Begin Recorded information

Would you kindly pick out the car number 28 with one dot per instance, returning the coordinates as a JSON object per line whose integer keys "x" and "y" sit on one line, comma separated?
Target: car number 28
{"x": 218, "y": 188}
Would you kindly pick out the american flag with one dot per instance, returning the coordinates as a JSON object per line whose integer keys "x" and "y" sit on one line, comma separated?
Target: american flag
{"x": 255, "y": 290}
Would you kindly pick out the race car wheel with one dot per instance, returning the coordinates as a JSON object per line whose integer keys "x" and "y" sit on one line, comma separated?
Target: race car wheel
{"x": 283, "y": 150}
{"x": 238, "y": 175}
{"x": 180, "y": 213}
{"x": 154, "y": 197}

End Recorded information
Begin Recorded information

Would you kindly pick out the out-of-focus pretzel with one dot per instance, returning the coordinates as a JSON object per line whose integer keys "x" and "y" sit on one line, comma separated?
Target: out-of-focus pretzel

End Recorded information
Begin Recorded information

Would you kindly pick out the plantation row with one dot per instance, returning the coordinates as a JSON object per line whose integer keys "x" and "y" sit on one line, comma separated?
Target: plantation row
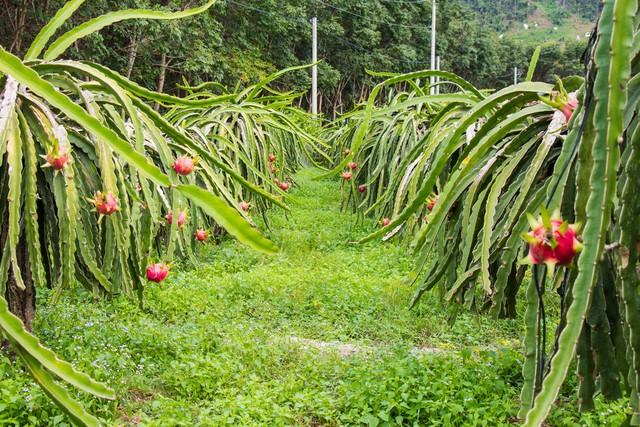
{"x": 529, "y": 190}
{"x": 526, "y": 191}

End Recorded information

Task description
Reproduce the records word for word, everything from the line with "Would you kindly pick out the out-of-focus" down to the line with "Target: out-of-focus pretzel", including both of those lines.

Expected answer
Would you kindly pick out the out-of-focus pretzel with one dot per instance, returning the coordinates as a JSON object per line whose integer keys "x" and "y" sit on one line, comma separated?
Target: out-of-focus pretzel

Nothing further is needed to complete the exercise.